▸ Dataset extract:
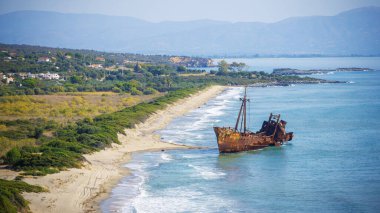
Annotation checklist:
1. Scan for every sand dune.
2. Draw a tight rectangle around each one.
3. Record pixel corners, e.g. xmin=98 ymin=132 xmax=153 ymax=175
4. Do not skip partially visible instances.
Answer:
xmin=19 ymin=86 xmax=224 ymax=213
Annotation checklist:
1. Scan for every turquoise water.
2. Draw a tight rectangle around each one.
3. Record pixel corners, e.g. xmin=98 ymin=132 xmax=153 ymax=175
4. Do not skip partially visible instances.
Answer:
xmin=213 ymin=57 xmax=380 ymax=72
xmin=101 ymin=59 xmax=380 ymax=212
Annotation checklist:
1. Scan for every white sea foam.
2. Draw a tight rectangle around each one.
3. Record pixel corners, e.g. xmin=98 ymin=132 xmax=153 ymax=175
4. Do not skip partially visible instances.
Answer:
xmin=126 ymin=186 xmax=232 ymax=213
xmin=161 ymin=153 xmax=173 ymax=161
xmin=189 ymin=164 xmax=226 ymax=180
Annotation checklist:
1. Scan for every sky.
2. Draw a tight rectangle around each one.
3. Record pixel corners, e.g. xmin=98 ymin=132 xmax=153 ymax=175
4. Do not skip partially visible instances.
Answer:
xmin=0 ymin=0 xmax=380 ymax=22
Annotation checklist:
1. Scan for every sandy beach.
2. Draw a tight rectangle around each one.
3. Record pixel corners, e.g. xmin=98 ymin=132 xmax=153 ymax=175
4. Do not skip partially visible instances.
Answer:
xmin=13 ymin=86 xmax=224 ymax=212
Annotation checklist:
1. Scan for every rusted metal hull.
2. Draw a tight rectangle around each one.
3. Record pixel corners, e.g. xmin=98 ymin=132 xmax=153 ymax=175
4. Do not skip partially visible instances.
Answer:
xmin=214 ymin=127 xmax=293 ymax=153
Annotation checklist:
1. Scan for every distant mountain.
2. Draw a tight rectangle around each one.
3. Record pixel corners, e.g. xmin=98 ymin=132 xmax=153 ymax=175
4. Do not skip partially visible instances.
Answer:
xmin=0 ymin=7 xmax=380 ymax=56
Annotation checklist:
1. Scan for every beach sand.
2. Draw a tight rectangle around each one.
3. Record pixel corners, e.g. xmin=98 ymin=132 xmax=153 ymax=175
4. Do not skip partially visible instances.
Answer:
xmin=17 ymin=86 xmax=224 ymax=213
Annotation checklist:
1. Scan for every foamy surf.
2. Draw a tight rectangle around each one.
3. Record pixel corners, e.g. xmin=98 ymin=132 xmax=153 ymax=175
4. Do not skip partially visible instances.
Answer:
xmin=188 ymin=164 xmax=226 ymax=180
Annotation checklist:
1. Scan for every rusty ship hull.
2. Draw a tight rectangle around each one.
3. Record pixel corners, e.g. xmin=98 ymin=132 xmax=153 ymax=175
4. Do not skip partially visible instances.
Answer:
xmin=214 ymin=87 xmax=293 ymax=153
xmin=214 ymin=127 xmax=293 ymax=153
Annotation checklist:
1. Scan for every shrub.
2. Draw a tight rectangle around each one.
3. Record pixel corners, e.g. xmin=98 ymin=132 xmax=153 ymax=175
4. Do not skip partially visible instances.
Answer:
xmin=5 ymin=147 xmax=21 ymax=164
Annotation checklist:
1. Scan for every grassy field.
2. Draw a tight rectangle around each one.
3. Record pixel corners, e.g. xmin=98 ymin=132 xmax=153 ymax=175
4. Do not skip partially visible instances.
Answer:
xmin=0 ymin=92 xmax=161 ymax=123
xmin=0 ymin=92 xmax=163 ymax=157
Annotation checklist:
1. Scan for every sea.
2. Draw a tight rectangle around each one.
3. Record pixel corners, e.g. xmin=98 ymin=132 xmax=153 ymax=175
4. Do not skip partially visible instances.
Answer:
xmin=101 ymin=57 xmax=380 ymax=213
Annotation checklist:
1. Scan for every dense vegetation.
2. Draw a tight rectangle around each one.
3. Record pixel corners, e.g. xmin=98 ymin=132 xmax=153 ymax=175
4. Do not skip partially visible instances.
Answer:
xmin=0 ymin=87 xmax=206 ymax=175
xmin=0 ymin=45 xmax=336 ymax=212
xmin=0 ymin=179 xmax=45 ymax=213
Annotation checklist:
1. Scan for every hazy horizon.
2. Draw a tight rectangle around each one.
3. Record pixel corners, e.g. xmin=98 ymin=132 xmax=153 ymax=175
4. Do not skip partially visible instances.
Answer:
xmin=0 ymin=0 xmax=380 ymax=23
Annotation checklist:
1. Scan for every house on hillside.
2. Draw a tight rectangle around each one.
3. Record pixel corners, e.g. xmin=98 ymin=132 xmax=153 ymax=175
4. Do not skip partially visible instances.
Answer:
xmin=38 ymin=56 xmax=51 ymax=63
xmin=88 ymin=64 xmax=103 ymax=69
xmin=95 ymin=56 xmax=106 ymax=62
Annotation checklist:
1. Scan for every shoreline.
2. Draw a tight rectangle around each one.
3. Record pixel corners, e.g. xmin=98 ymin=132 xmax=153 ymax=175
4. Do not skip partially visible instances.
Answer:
xmin=23 ymin=86 xmax=226 ymax=212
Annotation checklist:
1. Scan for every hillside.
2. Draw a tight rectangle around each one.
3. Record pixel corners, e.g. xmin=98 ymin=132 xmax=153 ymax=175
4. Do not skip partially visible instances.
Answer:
xmin=0 ymin=7 xmax=380 ymax=56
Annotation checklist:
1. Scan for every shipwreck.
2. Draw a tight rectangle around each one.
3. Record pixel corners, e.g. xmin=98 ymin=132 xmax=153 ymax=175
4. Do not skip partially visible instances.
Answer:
xmin=214 ymin=87 xmax=293 ymax=153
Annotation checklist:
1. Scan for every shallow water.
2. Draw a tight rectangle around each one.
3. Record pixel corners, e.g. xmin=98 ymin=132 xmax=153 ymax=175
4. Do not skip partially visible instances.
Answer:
xmin=101 ymin=59 xmax=380 ymax=212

▸ Exercise objective: Print everything in the material above word for word, but leave out the pictures.

▸ Result:
Annotation checklist:
1. Scan for every sand dune.
2. Draw a tight rectangle around each one.
3. Record pixel corners, e.g. xmin=98 ymin=132 xmax=153 ymax=175
4. Do not skip partially visible instances.
Answer:
xmin=19 ymin=86 xmax=224 ymax=213
Annotation checklist:
1. Scan for every turquoise water.
2. Draw a tight rectangle around each one.
3. Record pixel corners, e.g. xmin=98 ymin=132 xmax=153 ymax=175
4. Do not skip partially visible instances.
Answer:
xmin=213 ymin=57 xmax=380 ymax=72
xmin=101 ymin=59 xmax=380 ymax=212
Annotation checklist:
1. Scan for every white sea foam.
2. Draw a tight rectangle around each one.
3. Record pixel corners, e.g. xmin=98 ymin=132 xmax=153 ymax=175
4. Do not skip partially visible instances.
Answer:
xmin=126 ymin=186 xmax=232 ymax=213
xmin=161 ymin=153 xmax=173 ymax=161
xmin=189 ymin=164 xmax=226 ymax=180
Annotation checklist:
1. Scan for every sky.
2. Draw a tight rectangle around each one.
3. Record pixel corners, e.g. xmin=98 ymin=132 xmax=153 ymax=175
4. Do not skip partially visible instances.
Answer:
xmin=0 ymin=0 xmax=380 ymax=22
Annotation checklist:
1. Scan for every sandy beach.
2. Draw a tight rectangle around each one.
3. Record pixel corners, e.g. xmin=98 ymin=132 xmax=153 ymax=175
4. Do not skip partially visible instances.
Answer:
xmin=13 ymin=86 xmax=224 ymax=212
Annotation checklist:
1. Scan for every rusted metal hull.
2. Draw a tight rectangle around each one.
3. Record pixel corners, e.g. xmin=98 ymin=132 xmax=153 ymax=175
4. Do not skip partially visible instances.
Answer:
xmin=214 ymin=127 xmax=293 ymax=153
Annotation checklist:
1. Scan for every distant mountain.
2. Draw a tight rectangle around each one.
3. Record pixel corners, e.g. xmin=98 ymin=132 xmax=153 ymax=175
4. Do not skip partially visible instances.
Answer:
xmin=0 ymin=7 xmax=380 ymax=56
Annotation checklist:
1. Scan for every beach sand.
2. Draw a tight rectangle around each one.
3. Record pixel corners, e.g. xmin=98 ymin=132 xmax=153 ymax=175
4. Do not skip partially visible instances.
Answer:
xmin=17 ymin=86 xmax=224 ymax=213
Annotation checklist:
1. Scan for every foamy surf.
2. Draw a tight rectangle around each one.
3. Record pixel corners, e.g. xmin=98 ymin=132 xmax=153 ymax=175
4. Do not skip partially visible instances.
Answer:
xmin=188 ymin=164 xmax=226 ymax=180
Annotation checklist:
1. Scan for every rusty ship hull.
2. Draw a tight rectangle around each one.
3. Record pixel corners, e.g. xmin=98 ymin=132 xmax=153 ymax=175
4. Do not skip partially visible instances.
Answer:
xmin=214 ymin=87 xmax=293 ymax=153
xmin=214 ymin=127 xmax=293 ymax=153
Annotation checklist:
1. Scan for every shrub.
2. Draw a tight rectangle around each one.
3. Record pixel corners, e.g. xmin=98 ymin=132 xmax=153 ymax=175
4. Do not skip partially visible instances.
Answer:
xmin=5 ymin=147 xmax=21 ymax=164
Annotation checklist:
1. Scan for every grassy field.
2. Draw a tight rectangle around each one.
3. Record pixel corners, e.g. xmin=98 ymin=132 xmax=153 ymax=175
4. Do not skip partially visible instances.
Answer:
xmin=0 ymin=92 xmax=161 ymax=123
xmin=0 ymin=92 xmax=163 ymax=157
Annotation checklist:
1. Scan for every sea.
2. Draw a tight rectangle around each one.
3. Record pixel corners, e.g. xmin=98 ymin=132 xmax=153 ymax=175
4. Do not skip partially visible instances.
Answer:
xmin=101 ymin=57 xmax=380 ymax=213
Annotation checklist:
1. Scan for every dense vegetation.
2. Draw a tight rectangle around each one.
3. Record pixel corners, e.g. xmin=98 ymin=132 xmax=153 ymax=175
4. Do not skip partially visible instances.
Answer:
xmin=0 ymin=87 xmax=206 ymax=175
xmin=0 ymin=45 xmax=336 ymax=212
xmin=0 ymin=179 xmax=45 ymax=213
Annotation checklist:
1. Scan for every hazy horizon.
2. Draw a tight rectangle around each one.
3. Record pixel corners, e.g. xmin=98 ymin=132 xmax=153 ymax=175
4. Do not skip partially visible instances.
Answer:
xmin=0 ymin=0 xmax=380 ymax=23
Annotation checklist:
1. Scan for every house on hillside.
2. Draw a tight rectangle around each one.
3. Record pixel corners, e.g. xmin=98 ymin=132 xmax=153 ymax=175
4. Do not skip partially visible instances.
Answer:
xmin=38 ymin=56 xmax=51 ymax=63
xmin=88 ymin=64 xmax=103 ymax=69
xmin=95 ymin=56 xmax=106 ymax=62
Annotation checklist:
1. Scan for every shoreline.
2. Draw a tight rectangle around each one.
3. Record pixel corners, e.g. xmin=98 ymin=132 xmax=153 ymax=175
4. Do not skip partially visible instances.
Answer:
xmin=23 ymin=86 xmax=226 ymax=212
Annotation checklist:
1. Scan for every hillside.
2. Draw a tight rectangle around each one.
3. Record pixel corners, e.g. xmin=98 ymin=132 xmax=153 ymax=175
4. Do not skip partially visible instances.
Answer:
xmin=0 ymin=7 xmax=380 ymax=56
Annotation checklist:
1. Scan for every shipwreck.
2. Draw a tight rectangle around each one.
3. Record pixel corners, e.g. xmin=98 ymin=132 xmax=153 ymax=175
4. Do not skip partially visible instances.
Answer:
xmin=214 ymin=87 xmax=293 ymax=153
Annotation checklist:
1. Scan for every shallow water.
2. Draw a tight rectangle around each one.
3. Record pixel corners, e.g. xmin=98 ymin=132 xmax=153 ymax=175
4. Do not skip partially visible instances.
Answer:
xmin=101 ymin=59 xmax=380 ymax=212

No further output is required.